- **Exercise goal**
Work out how many lines of the data hold the string "white", and reply with that number alone.

- **Recorded data**

"""

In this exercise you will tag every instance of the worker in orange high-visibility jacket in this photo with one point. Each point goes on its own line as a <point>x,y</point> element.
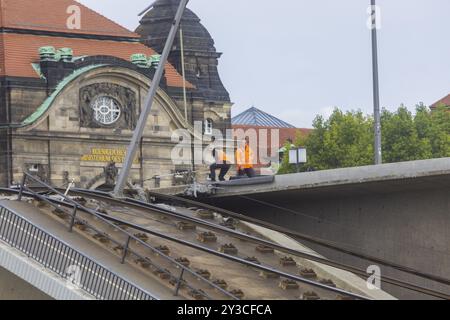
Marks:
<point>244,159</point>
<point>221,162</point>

"""
"""

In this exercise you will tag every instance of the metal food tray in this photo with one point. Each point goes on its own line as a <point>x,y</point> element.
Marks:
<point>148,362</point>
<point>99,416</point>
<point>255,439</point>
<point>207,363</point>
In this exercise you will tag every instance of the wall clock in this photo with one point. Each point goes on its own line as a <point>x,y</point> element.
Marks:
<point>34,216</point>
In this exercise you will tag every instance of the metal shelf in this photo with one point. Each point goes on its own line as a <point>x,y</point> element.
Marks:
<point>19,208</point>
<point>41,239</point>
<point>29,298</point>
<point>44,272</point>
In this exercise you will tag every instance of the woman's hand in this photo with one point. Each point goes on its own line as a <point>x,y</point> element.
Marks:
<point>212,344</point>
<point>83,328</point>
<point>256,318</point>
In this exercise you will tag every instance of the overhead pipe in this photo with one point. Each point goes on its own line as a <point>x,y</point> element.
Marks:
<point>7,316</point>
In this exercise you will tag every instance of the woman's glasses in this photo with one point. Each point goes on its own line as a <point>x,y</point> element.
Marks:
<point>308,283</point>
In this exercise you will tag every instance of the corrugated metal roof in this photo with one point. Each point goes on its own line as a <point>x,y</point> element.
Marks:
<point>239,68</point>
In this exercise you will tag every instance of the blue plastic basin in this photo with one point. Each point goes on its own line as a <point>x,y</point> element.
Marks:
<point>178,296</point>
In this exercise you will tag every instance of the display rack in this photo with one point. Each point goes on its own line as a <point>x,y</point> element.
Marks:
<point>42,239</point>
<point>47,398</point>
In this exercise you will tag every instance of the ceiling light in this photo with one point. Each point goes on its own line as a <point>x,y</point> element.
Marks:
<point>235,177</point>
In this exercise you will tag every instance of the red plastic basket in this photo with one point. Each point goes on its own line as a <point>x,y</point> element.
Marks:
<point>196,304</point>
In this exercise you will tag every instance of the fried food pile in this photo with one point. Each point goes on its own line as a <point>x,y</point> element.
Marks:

"""
"""

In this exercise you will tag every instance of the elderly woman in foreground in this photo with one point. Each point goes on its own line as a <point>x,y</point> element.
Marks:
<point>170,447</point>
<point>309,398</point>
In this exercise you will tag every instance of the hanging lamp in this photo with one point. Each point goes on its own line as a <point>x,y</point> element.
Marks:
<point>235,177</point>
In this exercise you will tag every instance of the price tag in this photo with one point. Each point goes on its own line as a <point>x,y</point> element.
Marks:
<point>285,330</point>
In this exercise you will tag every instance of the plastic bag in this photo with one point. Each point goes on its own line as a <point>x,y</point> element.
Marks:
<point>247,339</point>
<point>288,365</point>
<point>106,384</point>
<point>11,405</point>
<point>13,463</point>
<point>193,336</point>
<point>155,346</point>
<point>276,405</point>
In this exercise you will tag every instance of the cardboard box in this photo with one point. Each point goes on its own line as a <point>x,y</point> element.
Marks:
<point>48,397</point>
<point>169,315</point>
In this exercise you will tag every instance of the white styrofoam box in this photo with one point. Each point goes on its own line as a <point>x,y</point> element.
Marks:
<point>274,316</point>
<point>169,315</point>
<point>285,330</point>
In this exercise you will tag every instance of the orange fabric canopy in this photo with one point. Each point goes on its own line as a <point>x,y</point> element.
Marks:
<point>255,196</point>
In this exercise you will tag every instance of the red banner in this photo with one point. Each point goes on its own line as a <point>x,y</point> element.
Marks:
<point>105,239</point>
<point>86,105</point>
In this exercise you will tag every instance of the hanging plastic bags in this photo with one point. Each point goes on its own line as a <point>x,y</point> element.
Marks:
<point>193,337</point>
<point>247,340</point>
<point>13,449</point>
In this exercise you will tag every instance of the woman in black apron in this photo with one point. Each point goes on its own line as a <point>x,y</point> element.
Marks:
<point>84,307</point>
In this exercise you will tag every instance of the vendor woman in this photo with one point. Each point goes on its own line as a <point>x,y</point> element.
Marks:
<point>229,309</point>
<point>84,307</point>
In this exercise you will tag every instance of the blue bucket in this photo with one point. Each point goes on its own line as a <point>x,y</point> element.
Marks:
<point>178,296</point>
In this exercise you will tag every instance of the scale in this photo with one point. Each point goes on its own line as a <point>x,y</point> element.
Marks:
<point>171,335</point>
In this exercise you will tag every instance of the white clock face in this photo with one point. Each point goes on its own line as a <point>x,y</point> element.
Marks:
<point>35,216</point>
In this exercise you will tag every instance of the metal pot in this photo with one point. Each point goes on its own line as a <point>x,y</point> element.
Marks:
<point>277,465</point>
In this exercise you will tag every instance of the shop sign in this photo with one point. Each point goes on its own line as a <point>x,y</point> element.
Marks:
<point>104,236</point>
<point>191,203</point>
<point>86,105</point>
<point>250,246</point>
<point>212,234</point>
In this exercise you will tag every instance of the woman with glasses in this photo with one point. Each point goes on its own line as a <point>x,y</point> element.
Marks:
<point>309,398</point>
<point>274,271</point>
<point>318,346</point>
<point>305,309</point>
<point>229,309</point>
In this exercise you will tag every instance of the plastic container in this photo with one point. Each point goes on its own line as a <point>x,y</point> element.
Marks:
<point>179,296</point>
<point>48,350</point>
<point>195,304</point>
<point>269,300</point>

"""

- **Written solution**
2